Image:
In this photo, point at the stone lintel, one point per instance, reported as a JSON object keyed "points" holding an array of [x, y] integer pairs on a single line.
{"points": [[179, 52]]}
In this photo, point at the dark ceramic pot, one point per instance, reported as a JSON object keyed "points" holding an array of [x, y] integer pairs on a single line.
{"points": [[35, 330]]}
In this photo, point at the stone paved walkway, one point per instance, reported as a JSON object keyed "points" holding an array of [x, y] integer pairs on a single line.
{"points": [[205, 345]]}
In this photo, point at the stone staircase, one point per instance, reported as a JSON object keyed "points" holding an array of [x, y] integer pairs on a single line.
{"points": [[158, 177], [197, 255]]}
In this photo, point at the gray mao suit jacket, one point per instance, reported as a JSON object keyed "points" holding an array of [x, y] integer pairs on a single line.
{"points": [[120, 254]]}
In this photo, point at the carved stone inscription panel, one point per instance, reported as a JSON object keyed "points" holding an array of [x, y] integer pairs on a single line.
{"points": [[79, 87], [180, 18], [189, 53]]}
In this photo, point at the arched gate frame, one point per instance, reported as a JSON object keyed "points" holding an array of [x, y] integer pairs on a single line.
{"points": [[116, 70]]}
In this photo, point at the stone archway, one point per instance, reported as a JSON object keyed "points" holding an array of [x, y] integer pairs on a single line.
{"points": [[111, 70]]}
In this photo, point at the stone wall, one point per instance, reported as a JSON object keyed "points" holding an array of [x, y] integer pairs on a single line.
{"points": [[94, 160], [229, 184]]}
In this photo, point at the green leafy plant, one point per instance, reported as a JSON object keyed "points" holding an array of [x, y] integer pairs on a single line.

## [Problem details]
Can you rewrite the part of the listing that opens with the line containing "In this photo, point at the dark" and closes with the listing's last line as a Markdown table, putting a running number in a column headed Row and each line in a column headed Line, with blank lines left out?

## [Response below]
| Row | Line |
|---|---|
| 1 | In this photo, point at the dark ceramic pot, one point per instance, reported as a JSON object keyed "points" holding an array of [x, y] integer pairs on a single line. |
| 2 | {"points": [[35, 330]]} |
| 3 | In this photo, point at the stone paved walkway, one point per instance, reported as a JSON object keyed "points" holding an array of [x, y] integer pairs on a single line. |
| 4 | {"points": [[205, 345]]} |
| 5 | In this photo, point at the stone staircase, one point per instance, reported as a JSON object keyed "points" holding an array of [x, y] integer pairs on a single line. |
| 6 | {"points": [[158, 177], [197, 255]]} |
| 7 | In this photo, point at the gray mao suit jacket, one point per instance, reported as a JSON object keyed "points" holding an array of [x, y] integer pairs on a single line. |
| 8 | {"points": [[120, 254]]} |
| 9 | In this photo, point at the carved stone inscription panel, one point per instance, reported as a JSON object keyed "points" holding an array of [x, y] integer pairs on a single line. |
| 10 | {"points": [[79, 87], [180, 18], [189, 53]]} |
| 11 | In this photo, point at the arched gate frame, one point per instance, reported as a JSON object keyed "points" holding an array of [x, y] integer pairs on a single line. |
| 12 | {"points": [[116, 70]]} |
| 13 | In this photo, point at the stone archway, one point per instance, reported as a JSON object keyed "points" holding an array of [x, y] integer pairs on a single line. |
| 14 | {"points": [[111, 70]]} |
| 15 | In this photo, point at the stone wall, one point per instance, reported as a JSON object keyed "points" holding an array of [x, y] integer pairs on a single line. |
| 16 | {"points": [[94, 160], [229, 184]]} |
| 17 | In this photo, point at the green leafy plant, one point per instance, reported as a JSON object keyed "points" holding an array of [x, y] integer pairs on a single line. |